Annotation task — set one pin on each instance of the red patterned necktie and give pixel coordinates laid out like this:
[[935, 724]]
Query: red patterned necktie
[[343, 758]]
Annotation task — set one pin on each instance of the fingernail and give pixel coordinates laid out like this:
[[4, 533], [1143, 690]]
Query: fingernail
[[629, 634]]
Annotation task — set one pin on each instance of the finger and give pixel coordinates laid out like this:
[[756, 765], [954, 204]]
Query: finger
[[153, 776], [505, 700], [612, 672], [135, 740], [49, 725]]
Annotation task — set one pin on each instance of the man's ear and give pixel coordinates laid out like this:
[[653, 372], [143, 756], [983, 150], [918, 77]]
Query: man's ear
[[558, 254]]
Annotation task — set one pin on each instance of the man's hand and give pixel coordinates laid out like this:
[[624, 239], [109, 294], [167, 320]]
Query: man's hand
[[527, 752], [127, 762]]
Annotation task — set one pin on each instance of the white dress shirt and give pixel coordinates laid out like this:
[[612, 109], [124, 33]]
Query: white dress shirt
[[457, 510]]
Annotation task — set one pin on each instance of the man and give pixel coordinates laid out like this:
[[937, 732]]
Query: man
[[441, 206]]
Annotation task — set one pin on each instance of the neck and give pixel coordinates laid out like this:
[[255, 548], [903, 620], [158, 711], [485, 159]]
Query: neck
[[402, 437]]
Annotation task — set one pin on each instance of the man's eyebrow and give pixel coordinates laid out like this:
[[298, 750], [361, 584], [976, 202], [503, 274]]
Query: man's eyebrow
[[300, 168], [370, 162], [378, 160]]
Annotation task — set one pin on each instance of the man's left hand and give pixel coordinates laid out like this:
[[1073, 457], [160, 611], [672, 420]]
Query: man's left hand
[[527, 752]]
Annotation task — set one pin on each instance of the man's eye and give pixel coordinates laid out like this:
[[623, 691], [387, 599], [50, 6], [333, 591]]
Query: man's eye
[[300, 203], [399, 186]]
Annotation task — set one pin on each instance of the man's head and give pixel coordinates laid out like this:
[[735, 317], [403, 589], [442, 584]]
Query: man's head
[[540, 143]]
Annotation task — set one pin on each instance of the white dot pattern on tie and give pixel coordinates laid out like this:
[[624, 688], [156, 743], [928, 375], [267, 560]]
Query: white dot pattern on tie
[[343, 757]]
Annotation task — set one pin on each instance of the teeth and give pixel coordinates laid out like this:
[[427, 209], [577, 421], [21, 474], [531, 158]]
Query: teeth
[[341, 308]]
⁂
→ Instruction
Rescale the material from its first line through the line containing "[[343, 758]]", both included, and reproduce every line, requests included. Multiply each pin coordinate in the answers by 2.35 and round to whole numbers, halves up, but leave the sample coordinates in the requests unchanged and return only those lines.

→ Output below
Annotation task — set one pin on each instance of the red patterned necktie and give pixel coordinates laid out like this:
[[935, 724]]
Query: red patterned necktie
[[806, 1781]]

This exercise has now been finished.